**Stored items from a collection**
○ ○ ○ ○
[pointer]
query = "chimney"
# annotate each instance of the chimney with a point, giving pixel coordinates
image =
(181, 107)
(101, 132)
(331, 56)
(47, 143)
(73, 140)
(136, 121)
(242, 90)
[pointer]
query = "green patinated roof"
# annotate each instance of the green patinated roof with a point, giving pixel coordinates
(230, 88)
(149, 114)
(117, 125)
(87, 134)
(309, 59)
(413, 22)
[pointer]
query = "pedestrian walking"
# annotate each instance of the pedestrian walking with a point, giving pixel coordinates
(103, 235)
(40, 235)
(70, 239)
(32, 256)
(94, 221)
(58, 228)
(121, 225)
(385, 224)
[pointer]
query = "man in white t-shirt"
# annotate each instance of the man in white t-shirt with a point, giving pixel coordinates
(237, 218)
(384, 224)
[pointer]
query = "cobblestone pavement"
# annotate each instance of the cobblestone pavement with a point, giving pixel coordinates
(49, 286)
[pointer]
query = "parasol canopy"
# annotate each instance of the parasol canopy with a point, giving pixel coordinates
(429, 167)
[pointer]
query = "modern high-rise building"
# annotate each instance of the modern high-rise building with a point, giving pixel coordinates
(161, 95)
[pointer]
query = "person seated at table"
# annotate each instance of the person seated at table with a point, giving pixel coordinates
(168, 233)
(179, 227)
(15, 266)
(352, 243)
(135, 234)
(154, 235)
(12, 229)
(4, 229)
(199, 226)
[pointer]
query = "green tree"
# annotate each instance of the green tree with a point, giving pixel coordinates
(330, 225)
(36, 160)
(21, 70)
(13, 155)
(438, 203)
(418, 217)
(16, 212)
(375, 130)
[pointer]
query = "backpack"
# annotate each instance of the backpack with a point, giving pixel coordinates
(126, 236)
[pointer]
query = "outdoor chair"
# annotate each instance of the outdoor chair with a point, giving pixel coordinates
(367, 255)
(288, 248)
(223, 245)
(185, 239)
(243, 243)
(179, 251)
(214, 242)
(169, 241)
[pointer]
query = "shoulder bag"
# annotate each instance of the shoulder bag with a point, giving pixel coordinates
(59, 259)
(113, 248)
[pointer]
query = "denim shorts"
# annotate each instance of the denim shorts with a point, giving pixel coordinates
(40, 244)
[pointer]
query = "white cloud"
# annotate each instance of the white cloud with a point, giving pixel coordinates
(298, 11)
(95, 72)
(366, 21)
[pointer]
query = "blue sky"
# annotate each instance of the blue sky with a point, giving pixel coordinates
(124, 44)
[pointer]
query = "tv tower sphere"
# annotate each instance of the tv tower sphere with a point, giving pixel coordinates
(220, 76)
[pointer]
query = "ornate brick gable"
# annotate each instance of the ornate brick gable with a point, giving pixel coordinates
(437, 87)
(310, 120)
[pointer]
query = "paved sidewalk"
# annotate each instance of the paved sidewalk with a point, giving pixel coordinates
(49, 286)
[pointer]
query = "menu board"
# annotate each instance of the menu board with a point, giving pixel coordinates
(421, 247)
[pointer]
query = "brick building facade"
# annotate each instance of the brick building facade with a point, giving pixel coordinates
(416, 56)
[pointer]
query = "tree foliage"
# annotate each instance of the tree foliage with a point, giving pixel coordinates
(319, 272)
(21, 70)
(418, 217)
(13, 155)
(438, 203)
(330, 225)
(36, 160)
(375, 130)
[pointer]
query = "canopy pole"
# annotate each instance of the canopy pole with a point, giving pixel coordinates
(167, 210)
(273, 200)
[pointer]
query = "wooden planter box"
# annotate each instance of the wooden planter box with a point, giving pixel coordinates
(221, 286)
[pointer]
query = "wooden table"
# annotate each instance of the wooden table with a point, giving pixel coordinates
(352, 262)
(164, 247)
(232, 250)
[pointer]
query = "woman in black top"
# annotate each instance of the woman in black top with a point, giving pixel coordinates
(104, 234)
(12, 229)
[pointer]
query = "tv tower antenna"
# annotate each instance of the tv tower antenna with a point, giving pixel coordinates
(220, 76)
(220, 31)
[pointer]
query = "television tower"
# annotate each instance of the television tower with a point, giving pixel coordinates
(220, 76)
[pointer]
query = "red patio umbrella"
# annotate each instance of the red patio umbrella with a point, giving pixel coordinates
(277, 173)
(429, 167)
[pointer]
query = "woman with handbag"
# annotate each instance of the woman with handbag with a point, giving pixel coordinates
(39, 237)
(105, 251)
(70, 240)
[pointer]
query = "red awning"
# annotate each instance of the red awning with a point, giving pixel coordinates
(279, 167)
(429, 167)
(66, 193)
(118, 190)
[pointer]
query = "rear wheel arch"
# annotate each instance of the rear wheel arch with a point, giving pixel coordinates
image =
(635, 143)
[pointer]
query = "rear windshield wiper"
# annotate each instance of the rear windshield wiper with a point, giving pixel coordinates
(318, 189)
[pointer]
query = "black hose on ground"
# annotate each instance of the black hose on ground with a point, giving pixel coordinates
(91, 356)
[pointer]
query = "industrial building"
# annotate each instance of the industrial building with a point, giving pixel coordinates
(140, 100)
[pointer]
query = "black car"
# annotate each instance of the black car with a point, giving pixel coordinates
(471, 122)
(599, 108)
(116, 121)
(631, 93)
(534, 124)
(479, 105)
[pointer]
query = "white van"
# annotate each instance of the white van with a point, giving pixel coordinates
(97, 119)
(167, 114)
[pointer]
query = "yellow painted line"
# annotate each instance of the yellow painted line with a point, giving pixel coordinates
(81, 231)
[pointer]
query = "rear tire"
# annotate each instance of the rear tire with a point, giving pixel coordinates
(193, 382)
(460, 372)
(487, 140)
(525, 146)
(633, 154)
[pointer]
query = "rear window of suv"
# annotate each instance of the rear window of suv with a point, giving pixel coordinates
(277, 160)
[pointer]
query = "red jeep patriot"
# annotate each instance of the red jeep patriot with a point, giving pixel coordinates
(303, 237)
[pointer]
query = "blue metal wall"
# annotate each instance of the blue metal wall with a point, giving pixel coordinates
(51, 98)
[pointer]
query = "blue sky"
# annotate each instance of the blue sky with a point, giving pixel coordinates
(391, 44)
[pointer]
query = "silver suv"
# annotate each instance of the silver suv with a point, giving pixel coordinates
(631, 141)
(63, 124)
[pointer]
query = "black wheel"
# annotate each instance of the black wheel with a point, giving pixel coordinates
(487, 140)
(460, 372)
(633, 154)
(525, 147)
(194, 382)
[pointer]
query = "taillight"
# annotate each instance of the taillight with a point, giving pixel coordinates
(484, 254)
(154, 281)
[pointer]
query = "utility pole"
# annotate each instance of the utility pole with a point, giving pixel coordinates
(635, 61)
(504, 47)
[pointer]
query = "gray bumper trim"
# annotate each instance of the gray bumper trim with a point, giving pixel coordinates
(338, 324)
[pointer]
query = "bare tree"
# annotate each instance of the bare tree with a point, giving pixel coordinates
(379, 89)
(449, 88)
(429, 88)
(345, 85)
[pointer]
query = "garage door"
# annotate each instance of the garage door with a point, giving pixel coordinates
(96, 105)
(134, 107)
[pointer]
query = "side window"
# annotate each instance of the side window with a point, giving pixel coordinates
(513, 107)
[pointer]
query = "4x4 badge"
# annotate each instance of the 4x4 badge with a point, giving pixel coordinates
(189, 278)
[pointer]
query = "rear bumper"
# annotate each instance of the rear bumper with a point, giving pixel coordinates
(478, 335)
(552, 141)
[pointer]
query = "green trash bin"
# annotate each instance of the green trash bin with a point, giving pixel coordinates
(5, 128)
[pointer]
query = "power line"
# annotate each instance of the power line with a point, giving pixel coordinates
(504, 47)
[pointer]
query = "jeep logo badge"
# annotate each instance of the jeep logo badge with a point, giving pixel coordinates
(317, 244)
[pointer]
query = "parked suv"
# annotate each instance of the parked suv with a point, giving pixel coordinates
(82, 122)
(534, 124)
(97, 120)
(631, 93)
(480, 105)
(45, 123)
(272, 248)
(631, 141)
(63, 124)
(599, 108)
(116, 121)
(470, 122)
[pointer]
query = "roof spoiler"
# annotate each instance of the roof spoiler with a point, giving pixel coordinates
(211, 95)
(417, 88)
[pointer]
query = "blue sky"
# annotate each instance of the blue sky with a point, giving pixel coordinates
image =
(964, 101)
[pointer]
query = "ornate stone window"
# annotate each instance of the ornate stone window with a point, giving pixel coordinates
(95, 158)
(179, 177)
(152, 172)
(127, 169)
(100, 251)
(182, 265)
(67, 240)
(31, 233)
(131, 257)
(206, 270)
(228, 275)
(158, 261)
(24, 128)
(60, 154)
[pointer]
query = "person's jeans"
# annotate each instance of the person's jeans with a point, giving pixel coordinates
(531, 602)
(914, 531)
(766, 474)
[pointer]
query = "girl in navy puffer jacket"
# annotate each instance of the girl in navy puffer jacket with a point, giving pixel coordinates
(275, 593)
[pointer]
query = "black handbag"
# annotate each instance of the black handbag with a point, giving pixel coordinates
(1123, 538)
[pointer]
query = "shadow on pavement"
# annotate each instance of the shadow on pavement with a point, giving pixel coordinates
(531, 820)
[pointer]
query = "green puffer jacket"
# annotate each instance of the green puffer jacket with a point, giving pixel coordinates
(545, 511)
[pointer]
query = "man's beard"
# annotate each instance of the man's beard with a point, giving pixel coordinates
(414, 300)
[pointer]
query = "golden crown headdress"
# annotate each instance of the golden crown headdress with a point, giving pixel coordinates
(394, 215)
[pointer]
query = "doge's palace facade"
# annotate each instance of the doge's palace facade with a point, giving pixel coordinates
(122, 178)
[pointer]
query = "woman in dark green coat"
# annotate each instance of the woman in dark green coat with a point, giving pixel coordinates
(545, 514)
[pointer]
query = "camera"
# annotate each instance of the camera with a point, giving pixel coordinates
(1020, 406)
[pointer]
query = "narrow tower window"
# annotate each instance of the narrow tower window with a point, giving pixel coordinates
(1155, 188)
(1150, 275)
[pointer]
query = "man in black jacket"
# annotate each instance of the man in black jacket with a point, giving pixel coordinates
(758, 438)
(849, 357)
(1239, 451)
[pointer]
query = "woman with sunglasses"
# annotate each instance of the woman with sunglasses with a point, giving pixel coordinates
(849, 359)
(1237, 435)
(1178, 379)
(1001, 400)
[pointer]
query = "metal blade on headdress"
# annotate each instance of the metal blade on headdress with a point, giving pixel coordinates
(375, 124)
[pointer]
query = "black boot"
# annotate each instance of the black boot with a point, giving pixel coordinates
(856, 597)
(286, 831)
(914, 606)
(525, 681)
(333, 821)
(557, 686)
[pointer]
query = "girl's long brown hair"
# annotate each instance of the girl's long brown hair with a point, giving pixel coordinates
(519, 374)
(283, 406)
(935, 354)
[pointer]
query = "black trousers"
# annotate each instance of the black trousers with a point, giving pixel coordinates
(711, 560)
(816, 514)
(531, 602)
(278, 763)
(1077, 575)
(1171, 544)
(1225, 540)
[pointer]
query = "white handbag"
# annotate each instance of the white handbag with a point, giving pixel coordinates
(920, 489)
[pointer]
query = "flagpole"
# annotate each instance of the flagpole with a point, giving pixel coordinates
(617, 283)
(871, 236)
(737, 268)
○ ○ ○ ○
**To do**
Find every line in the material above that contains the word "golden" and copy each of those lines.

**Completed exercise**
query = "golden crown headdress"
# annotate each instance of the golden crown headdress with a point, giving pixel coordinates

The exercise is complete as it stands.